### Goal of the exercise
Could you switch every "marker" in the items below to "pin" and write them all out again, leaving everything else as it is?

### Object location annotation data
——————————

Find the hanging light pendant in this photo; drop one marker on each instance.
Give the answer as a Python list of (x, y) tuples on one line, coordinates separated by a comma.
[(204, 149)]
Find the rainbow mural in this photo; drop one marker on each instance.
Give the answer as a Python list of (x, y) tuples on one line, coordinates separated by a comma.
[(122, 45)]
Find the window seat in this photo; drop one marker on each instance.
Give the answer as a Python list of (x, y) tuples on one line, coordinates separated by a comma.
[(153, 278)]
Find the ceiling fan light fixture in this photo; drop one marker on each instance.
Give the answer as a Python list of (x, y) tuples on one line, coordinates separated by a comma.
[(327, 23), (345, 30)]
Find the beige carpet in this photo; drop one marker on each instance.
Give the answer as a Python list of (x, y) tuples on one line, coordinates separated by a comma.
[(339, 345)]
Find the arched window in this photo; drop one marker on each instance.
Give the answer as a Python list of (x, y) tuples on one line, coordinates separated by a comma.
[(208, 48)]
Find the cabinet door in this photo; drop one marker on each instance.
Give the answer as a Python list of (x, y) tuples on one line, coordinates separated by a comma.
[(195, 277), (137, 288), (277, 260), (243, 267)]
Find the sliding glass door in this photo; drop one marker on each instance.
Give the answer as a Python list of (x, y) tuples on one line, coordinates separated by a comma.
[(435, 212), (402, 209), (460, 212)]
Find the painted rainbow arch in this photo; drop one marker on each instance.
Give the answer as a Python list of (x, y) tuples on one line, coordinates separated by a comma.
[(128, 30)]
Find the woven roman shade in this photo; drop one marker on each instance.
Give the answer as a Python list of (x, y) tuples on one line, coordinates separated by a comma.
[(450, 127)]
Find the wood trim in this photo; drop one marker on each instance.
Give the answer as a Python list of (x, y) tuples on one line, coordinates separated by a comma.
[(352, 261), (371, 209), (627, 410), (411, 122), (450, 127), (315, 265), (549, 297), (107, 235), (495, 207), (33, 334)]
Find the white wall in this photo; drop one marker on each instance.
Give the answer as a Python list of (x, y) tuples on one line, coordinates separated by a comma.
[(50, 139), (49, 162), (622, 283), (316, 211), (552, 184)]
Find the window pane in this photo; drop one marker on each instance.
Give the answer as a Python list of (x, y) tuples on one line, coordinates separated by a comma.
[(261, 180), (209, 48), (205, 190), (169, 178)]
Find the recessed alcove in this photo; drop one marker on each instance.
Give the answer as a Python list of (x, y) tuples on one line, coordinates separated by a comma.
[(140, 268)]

——————————

### Task answer
Find the hanging light pendant in this photo; drop one pin on each instance.
Give the answer as a Python list of (x, y) tuples on one line, coordinates separated by a comma.
[(204, 149)]
Find the rainbow mural in this photo; drop one pin on each instance.
Give the answer as a Python list of (x, y) tuples on one line, coordinates separated by a comma.
[(122, 45)]
Find the window seat in this photo; drop one pin on each instance.
Give the answer as a Python list of (x, y) tuples on one line, coordinates separated by a comma.
[(153, 278)]
Find the ceiling fan light fixture in this photo; drop one pin on each instance.
Give the answer as a Python list of (x, y) tuples on one line, coordinates separated by a comma.
[(327, 23), (345, 30)]
Find the beige carpet in this photo; drop one pin on each instance.
Give the answer as a Python list of (x, y) tuples on one line, coordinates separated by a comma.
[(339, 345)]
Find the arched window in this photo; drop one pin on each instance.
Give the answer as a Python list of (x, y) tuples on one line, coordinates separated by a comma.
[(208, 48)]
Find the cabinet door in this photo; drop one pin on each instance.
Give the answer as a Python list of (x, y) tuples on one line, coordinates separated by a comma.
[(195, 277), (137, 288), (277, 260), (243, 267)]
Find the sliding glass door in this photo; drop one pin on each instance.
Give the answer as a Python list of (x, y) tuples on one line, coordinates separated by a comma.
[(435, 212), (402, 209), (460, 212)]
Find the painted rainbow arch in this photo; drop one pin on each instance.
Give the answer as a Python list of (x, y) tuples on one line, coordinates separated by a comma.
[(128, 30)]
Find the woven roman shade in this photo; drop one pin on each instance.
Give the answer as a Python list of (x, y) tuples on one line, coordinates separated by a comma.
[(450, 127)]
Find the wood trim in this photo; drop one pin on each instance.
Give the answer as a Python list of (x, y) tuples on one line, coordinates separated by a comma.
[(352, 261), (371, 209), (627, 410), (411, 122), (450, 127), (315, 265), (549, 297), (107, 235), (495, 207), (33, 334)]
Find the white wall in this photo; drop one pin on each instance.
Give the answer as a Python list of (x, y) tuples on one line, coordinates separated by a comma.
[(50, 139), (49, 162), (622, 283), (316, 211), (552, 184)]
Find the window pane in this photo; drop one pin on each instance.
Give the answer as a Python list of (x, y) tuples on one line, coordinates separated by a comma.
[(261, 180), (209, 48), (205, 190), (169, 178)]
Find the recessed alcove in this photo; drop one pin on each instance.
Give the answer as a Python list of (x, y) tuples on one line, coordinates separated by a comma.
[(140, 268)]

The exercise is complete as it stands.